TASK INSTRUCTIONS:
Go through the listing below from the line containing "Target: blonde woman" to its last line, retyping each line exactly and nothing else.

SOURCE MATERIAL:
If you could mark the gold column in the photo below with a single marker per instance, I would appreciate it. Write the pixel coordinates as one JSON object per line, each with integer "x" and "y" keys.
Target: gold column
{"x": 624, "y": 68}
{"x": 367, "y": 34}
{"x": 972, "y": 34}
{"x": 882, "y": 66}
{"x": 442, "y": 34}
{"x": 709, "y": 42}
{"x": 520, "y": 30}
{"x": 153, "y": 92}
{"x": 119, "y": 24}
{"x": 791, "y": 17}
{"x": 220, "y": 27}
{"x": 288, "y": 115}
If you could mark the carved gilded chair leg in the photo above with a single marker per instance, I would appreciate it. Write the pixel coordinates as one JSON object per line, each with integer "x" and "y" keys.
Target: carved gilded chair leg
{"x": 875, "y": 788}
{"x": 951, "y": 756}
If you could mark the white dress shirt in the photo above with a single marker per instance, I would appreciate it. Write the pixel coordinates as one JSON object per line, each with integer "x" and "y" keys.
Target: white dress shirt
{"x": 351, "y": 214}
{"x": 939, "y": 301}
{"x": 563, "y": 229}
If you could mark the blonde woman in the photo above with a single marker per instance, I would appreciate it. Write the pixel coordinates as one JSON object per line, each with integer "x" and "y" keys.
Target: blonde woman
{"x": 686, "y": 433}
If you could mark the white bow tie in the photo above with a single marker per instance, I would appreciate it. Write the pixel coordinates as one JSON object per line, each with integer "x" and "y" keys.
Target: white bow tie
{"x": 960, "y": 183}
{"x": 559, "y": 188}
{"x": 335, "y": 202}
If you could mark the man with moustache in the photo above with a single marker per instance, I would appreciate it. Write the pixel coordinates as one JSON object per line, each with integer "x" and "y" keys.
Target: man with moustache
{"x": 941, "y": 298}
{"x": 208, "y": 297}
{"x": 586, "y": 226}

RESPONSE TO THIS EXERCISE:
Target: blonde woman
{"x": 686, "y": 433}
If you could mark the white bow tie in the photo above with a single marker per instance, I would appreciate it. Write the pixel coordinates as one JSON object per line, each with integer "x" and "y" keys.
Target: white bow tie
{"x": 960, "y": 183}
{"x": 559, "y": 188}
{"x": 335, "y": 202}
If you could mark the man with moustache in the photo above with a single marker per instance, I would appreciate it. Write the pixel coordinates as one JSON object per line, each with integer "x" and "y" keys.
Target: man with moustache
{"x": 941, "y": 298}
{"x": 208, "y": 297}
{"x": 586, "y": 226}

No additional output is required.